**Extrait de page:**
Ce sont deux petites lignes dans la lettre de mission signée par François Fillon et adressée à Eric Besson, mais deux lignes lourdes de sens pour l’industrie culturelle et pour la commission d’Albis, qui est en charge de définir l’assiette et les montants de la taxe pour copie privée : « les modalités de décision en matière de rémunération pour copie privée méritent d’être examinées afin de disposer d’une procédure objective et transparente« . A contrario, la phrase implique que le fonctionnement actuel de la Commission n’est ni objectif ni transparent dans les yeux de François Fillon.
Il aura fallu attendre que la corde casse à force d’être tirée à pleins bras par l’industrie culturelle pour que le gouvernement admette enfin l’évidence. Les représentants des industriels et une partie des représentants des consommateurs ont décidé en début d’année de claquer la porte de la Commission d’Albis, en critiquant son mode de fonctionnement et son hypocrisie.
En théorie, la commission est composée de façon équilibrée, avec pour moitié des représentants des bénéficiaires de la rémunération, pour un quart des représentants des fabricants et importateurs des supports d’enregistrement taxés, et pour un quart des représentants des consommateurs.

**Demande écrite 1:** Filtrez les enregistrements afin de ne retenir que les lignes contenant la chaîne « flat ».
L'extrait et les enregistrements proviennent de sources distinctes.

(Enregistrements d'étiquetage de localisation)
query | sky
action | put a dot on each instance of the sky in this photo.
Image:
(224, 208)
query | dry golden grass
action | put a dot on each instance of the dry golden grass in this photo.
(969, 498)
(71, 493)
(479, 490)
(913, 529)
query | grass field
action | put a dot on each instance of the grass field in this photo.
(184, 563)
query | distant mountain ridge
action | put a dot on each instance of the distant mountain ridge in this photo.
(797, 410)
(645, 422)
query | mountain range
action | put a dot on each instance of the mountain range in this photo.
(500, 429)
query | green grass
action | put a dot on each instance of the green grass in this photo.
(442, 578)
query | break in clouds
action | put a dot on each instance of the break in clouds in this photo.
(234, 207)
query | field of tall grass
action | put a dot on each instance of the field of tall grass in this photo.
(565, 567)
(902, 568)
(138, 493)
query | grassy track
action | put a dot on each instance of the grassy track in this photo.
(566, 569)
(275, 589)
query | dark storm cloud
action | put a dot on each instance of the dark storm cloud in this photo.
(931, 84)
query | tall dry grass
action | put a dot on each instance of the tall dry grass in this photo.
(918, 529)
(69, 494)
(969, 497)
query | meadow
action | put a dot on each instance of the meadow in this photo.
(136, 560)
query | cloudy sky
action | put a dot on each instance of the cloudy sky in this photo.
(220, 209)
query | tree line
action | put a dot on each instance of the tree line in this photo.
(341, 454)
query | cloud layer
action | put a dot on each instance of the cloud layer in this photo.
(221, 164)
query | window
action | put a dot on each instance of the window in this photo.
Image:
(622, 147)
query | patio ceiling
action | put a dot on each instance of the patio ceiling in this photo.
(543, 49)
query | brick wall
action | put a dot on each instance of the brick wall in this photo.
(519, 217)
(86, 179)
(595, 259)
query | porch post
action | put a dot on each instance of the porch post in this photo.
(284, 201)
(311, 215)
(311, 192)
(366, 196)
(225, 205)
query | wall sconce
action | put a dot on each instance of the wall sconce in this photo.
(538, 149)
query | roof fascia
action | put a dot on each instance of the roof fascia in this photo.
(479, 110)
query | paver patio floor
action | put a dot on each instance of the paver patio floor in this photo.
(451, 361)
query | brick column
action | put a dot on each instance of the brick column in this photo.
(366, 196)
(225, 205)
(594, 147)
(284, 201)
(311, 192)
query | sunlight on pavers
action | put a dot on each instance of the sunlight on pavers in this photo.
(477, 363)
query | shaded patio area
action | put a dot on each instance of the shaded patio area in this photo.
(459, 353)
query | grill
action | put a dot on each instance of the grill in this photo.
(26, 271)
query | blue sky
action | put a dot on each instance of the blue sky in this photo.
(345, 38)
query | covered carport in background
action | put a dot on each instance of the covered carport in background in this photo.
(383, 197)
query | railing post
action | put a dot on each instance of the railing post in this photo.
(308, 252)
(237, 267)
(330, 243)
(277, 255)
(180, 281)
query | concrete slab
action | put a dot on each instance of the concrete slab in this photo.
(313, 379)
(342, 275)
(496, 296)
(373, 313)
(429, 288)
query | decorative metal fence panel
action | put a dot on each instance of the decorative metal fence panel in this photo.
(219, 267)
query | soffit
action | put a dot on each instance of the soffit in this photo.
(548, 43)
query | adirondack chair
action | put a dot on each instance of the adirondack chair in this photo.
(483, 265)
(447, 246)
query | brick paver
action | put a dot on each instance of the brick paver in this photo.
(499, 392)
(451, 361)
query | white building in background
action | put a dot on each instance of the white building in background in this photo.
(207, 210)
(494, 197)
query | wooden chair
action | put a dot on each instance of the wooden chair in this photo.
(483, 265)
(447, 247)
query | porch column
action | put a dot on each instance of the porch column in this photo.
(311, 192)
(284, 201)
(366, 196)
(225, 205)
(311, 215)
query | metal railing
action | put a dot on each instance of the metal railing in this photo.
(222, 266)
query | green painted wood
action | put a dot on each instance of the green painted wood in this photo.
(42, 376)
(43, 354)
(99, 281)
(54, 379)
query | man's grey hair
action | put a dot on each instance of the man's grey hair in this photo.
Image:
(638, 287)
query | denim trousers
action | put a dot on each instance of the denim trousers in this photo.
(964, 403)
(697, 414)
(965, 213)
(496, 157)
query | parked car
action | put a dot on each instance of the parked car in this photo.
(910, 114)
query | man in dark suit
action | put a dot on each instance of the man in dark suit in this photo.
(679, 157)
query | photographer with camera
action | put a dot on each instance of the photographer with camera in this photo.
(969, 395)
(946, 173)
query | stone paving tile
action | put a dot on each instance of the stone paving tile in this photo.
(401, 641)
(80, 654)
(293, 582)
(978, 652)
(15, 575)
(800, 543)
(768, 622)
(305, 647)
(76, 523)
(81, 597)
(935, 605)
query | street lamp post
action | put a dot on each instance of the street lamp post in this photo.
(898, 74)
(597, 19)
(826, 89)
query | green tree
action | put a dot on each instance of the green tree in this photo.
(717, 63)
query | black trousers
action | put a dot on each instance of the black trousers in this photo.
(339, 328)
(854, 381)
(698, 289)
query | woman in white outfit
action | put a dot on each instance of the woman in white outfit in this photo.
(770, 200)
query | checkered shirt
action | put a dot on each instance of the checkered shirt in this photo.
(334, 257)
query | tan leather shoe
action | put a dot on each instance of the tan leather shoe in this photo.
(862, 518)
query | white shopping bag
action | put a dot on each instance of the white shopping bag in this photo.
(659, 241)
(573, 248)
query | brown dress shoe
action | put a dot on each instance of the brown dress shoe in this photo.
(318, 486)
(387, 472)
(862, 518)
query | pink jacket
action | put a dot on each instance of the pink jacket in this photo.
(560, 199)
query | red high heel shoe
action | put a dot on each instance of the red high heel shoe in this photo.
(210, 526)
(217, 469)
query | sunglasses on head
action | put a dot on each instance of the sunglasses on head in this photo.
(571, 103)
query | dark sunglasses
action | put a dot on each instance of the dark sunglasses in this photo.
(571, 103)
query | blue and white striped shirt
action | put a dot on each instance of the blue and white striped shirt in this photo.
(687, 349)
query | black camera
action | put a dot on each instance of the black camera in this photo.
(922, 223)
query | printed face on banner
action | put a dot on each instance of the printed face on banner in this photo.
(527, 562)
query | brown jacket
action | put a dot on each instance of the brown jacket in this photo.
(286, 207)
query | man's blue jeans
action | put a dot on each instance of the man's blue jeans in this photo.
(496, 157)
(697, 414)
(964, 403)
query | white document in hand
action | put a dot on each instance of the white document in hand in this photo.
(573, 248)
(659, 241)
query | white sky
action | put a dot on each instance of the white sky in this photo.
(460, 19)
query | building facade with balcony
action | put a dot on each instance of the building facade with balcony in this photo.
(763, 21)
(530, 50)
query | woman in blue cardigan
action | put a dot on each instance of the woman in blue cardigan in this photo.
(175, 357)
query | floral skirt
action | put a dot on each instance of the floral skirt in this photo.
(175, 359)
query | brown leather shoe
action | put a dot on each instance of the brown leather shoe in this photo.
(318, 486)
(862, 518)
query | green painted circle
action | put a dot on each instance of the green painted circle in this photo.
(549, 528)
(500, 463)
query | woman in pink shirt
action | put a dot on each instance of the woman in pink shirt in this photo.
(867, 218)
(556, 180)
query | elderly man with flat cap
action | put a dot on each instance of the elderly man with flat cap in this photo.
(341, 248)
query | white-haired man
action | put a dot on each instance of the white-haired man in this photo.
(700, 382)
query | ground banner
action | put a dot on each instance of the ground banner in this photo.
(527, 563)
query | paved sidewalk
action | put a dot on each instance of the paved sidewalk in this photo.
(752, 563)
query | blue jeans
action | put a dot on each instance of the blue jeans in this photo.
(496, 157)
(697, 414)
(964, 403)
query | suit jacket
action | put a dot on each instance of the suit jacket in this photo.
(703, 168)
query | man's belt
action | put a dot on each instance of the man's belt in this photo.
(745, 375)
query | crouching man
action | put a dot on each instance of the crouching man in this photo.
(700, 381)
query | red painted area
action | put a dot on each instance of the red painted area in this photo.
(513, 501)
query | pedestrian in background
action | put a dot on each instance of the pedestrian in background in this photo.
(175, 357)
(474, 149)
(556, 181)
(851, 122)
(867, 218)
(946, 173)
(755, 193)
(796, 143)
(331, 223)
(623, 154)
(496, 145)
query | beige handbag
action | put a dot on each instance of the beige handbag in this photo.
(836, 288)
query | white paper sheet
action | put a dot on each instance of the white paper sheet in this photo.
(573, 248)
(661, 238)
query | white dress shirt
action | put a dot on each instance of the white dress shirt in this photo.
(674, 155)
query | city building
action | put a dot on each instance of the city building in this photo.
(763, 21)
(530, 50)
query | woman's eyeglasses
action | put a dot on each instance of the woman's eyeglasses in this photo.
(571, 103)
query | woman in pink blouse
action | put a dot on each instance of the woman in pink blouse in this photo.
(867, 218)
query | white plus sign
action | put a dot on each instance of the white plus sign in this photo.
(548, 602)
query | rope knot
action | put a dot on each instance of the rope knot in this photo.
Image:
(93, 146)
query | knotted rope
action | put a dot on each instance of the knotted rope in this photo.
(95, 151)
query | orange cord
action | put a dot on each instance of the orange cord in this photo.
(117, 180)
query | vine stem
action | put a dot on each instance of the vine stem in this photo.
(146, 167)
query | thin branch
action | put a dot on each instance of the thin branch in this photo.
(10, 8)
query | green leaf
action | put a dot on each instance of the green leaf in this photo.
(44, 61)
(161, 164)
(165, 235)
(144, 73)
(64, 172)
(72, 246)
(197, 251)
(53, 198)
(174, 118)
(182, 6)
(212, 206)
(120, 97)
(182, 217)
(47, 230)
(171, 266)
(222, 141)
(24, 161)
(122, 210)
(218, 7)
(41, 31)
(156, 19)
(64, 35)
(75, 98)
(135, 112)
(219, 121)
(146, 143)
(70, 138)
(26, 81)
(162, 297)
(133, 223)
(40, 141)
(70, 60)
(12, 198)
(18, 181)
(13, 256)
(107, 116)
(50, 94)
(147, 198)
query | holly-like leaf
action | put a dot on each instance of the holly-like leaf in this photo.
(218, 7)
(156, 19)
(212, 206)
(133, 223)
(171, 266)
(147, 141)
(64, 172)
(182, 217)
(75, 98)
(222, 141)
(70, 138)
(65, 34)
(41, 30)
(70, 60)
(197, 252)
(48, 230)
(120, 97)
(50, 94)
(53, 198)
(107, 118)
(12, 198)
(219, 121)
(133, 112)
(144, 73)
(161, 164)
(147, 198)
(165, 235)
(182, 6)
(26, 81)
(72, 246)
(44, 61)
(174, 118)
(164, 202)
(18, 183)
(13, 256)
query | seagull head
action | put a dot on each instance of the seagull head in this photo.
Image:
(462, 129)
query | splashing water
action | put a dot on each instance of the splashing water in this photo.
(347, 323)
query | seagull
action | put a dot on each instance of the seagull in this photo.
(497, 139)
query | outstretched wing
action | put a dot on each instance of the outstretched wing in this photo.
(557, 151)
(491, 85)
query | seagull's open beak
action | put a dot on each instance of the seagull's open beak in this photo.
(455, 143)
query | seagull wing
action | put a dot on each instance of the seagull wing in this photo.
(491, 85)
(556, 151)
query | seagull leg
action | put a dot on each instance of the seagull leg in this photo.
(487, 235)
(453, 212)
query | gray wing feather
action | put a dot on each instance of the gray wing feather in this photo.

**Demande écrite 2:** Actualisez le passage de l'extrait qui s'ouvre sur « Il aura fallu » et se clôt sur « et son hypocrisie. », en remplaçant « le gouvernement » par « l’exécutif », puis reproduisez-le.

**Réponse écrite 1:**
query | elderly man with flat cap
action | put a dot on each instance of the elderly man with flat cap in this photo.

**Réponse écrite 2:**
Il aura fallu attendre que la corde casse à force d’être tirée à pleins bras par l’industrie culturelle pour que l’exécutif admette enfin l’évidence. Les représentants des industriels et une partie des représentants des consommateurs ont décidé en début d’année de claquer la porte de la Commission d’Albis, en critiquant son mode de fonctionnement et son hypocrisie.